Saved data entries
%%

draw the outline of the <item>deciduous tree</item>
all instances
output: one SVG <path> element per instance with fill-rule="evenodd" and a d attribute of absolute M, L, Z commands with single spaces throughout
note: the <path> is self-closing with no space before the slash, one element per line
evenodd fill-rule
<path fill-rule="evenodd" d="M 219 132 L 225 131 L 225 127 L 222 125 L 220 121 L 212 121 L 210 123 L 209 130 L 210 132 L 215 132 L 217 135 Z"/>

%%

▸ AIM OF THE EXERCISE: Every entry is to be repeated exactly as it stands.

▸ RESULT OF THIS TASK:
draw the outline of the <item>deciduous tree</item>
all instances
output: one SVG <path> element per instance with fill-rule="evenodd" and a d attribute of absolute M, L, Z commands with single spaces throughout
note: the <path> is self-closing with no space before the slash, one element per line
evenodd fill-rule
<path fill-rule="evenodd" d="M 219 132 L 225 131 L 225 127 L 222 125 L 220 121 L 212 121 L 210 123 L 209 130 L 210 132 L 215 132 L 217 135 Z"/>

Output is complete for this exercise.